== EXTRACT TO READ ==
Office of News Services
University of Colorado-Boulder
Boulder, Colorado

Contact:
Mihaly Horanyi, (303) 492-6903
Jim Scott (303) 492-3114

Dec. 27, 2005

CU-Boulder Student-Built Instrument Set To Launch On Mission To Pluto Jan.
17

The University of Colorado at Boulder's long heritage with NASA planetary
missions will continue Jan. 17 with the launch of a student space dust
instrument on the New Horizons Mission to Pluto from Florida's Kennedy
Space Center.

As the first student-built instrument ever selected by the space agency to
fly on a planetary mission, the CU-Boulder Student Dust Counter, or SDC,
will monitor the density of dust grains in space as New Horizons buzzes to
Pluto and beyond. The dust grains are of high interest to researchers
because they are the building blocks of the solar system's planets, said
Research Associate Mihaly Horanyi of the Laboratory for Atmospheric and
Space Physics, principal investigator for the student instrument.

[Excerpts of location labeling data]
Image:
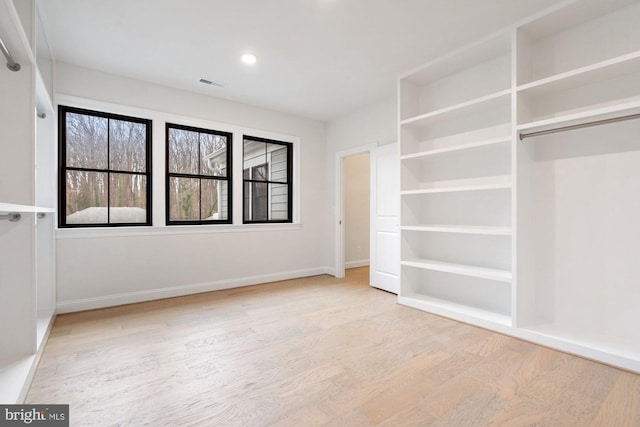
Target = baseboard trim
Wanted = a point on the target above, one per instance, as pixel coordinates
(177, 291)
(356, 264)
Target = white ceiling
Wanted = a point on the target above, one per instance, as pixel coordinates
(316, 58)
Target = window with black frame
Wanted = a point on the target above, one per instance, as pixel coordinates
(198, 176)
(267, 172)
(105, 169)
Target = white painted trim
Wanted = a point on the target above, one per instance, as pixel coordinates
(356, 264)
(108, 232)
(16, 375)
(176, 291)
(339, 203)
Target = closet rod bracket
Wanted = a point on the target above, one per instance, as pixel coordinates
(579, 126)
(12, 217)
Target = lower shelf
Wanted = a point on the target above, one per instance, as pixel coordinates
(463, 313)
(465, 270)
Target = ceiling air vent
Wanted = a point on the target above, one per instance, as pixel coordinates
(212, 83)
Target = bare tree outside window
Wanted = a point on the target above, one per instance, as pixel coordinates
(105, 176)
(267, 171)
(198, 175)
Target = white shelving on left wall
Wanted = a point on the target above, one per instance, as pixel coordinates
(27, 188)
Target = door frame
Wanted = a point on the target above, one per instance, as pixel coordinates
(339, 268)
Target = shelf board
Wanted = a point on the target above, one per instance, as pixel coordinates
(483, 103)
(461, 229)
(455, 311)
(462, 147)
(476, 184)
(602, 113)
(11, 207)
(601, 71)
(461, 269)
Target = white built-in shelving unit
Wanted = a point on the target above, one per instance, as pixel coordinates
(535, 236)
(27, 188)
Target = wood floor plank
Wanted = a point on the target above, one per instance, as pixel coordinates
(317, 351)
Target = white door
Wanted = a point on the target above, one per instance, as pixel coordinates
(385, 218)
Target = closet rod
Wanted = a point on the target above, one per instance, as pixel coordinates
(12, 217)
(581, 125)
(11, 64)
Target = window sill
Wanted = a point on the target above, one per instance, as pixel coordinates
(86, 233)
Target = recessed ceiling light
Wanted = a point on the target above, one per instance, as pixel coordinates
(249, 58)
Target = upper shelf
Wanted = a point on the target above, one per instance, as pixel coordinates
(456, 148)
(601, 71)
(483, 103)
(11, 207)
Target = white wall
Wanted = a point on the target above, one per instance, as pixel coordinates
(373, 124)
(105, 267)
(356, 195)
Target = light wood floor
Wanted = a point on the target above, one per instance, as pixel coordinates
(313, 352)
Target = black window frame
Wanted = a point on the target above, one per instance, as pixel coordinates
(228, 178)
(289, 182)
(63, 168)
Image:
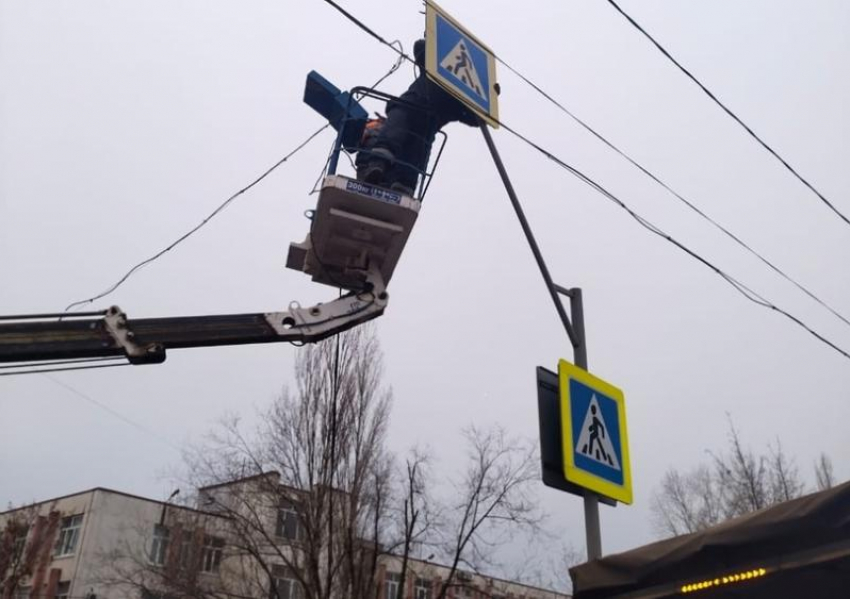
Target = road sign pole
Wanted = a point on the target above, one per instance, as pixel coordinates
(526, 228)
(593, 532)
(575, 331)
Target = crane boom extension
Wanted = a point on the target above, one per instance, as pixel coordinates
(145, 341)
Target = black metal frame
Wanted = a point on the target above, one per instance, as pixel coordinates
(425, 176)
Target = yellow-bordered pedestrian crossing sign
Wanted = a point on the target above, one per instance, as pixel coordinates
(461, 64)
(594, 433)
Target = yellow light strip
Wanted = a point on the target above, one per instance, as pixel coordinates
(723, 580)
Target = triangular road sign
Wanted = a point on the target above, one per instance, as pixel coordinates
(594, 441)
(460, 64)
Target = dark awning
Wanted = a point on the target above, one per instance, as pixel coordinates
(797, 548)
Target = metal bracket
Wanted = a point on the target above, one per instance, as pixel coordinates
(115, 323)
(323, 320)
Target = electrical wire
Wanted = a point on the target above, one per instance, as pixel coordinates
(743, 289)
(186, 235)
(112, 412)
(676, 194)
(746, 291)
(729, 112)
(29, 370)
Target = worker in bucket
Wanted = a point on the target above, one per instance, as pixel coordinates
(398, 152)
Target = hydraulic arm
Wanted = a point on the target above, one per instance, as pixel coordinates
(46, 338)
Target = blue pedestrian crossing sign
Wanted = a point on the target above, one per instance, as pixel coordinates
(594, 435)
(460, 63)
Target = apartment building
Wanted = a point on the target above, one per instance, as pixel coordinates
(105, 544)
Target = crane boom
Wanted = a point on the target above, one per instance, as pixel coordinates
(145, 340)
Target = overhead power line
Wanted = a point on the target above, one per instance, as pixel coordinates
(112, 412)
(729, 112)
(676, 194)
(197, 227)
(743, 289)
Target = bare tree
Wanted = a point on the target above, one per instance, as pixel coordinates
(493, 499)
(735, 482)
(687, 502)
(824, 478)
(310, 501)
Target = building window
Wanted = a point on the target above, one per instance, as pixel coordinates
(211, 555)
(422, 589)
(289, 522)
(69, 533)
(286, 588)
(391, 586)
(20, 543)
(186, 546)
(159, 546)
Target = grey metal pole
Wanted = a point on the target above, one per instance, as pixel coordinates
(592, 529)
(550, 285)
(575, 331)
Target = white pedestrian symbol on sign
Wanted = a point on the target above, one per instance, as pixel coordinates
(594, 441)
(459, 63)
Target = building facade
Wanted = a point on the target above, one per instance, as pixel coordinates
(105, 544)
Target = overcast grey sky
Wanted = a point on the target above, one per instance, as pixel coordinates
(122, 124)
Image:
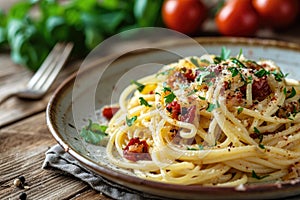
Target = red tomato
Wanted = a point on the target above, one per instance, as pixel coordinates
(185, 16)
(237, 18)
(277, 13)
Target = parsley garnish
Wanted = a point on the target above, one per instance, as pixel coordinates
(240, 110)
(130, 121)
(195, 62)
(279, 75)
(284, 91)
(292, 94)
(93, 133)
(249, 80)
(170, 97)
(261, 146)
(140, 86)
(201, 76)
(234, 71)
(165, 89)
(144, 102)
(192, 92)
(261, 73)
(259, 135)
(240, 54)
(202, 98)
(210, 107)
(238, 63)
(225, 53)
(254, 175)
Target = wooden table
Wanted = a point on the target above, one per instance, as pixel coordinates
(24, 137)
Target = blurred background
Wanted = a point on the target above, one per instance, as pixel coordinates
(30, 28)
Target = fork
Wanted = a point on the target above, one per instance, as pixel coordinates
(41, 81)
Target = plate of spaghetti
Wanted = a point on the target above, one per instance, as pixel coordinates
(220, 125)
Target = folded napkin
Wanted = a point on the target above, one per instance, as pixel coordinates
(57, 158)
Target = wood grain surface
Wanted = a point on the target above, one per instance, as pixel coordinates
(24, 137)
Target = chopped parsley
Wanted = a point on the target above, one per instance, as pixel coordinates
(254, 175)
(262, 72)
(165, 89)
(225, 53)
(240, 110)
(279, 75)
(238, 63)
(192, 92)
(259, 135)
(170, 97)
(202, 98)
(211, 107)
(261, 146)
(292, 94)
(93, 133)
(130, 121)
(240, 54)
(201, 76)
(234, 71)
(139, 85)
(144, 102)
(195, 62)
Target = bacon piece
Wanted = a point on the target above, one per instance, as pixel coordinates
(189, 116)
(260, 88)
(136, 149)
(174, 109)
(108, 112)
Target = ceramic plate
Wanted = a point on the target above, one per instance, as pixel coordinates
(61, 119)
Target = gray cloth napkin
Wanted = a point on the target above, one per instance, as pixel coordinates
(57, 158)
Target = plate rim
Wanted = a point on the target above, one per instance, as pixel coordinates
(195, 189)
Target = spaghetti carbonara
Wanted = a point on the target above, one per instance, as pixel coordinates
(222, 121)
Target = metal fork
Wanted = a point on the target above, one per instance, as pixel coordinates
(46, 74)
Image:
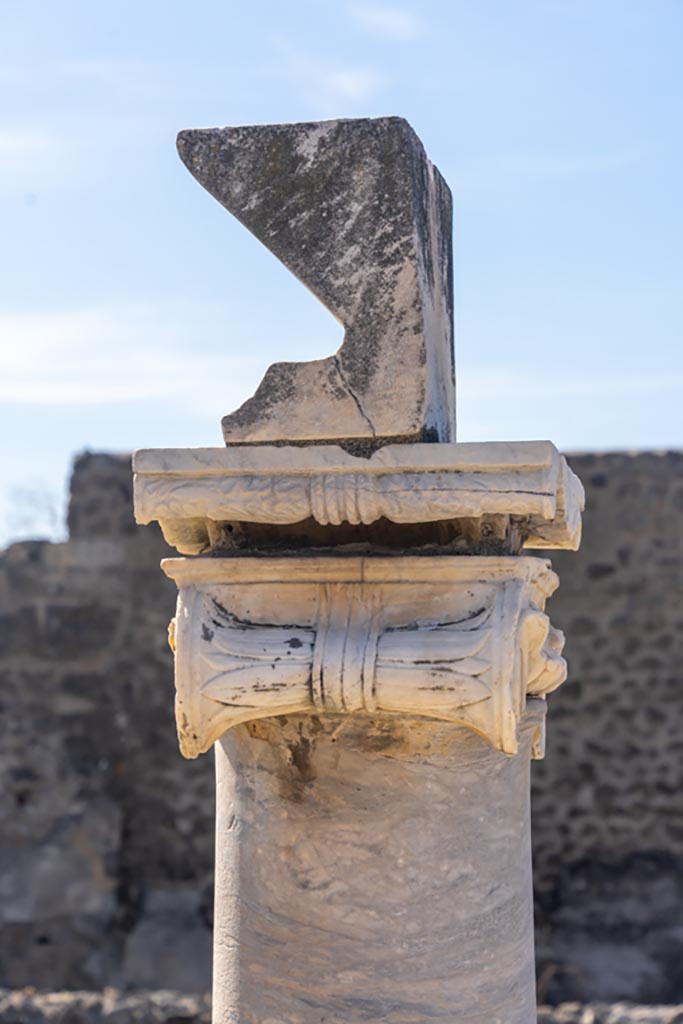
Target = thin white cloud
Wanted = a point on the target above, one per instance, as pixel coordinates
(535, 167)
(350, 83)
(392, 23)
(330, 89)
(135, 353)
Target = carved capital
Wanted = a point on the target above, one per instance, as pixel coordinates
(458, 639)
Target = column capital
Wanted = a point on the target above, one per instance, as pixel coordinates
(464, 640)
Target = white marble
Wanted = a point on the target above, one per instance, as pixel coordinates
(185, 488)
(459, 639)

== TASK BRIEF ==
Repeat the passage of the news release about the student dust instrument word for word, starting at "CU-Boulder Student-Built Instrument" and ending at "Space Center.". These rows were taken from a separate source.

== WORKED ANSWER ==
CU-Boulder Student-Built Instrument Set To Launch On Mission To Pluto Jan.
17

The University of Colorado at Boulder's long heritage with NASA planetary
missions will continue Jan. 17 with the launch of a student space dust
instrument on the New Horizons Mission to Pluto from Florida's Kennedy
Space Center.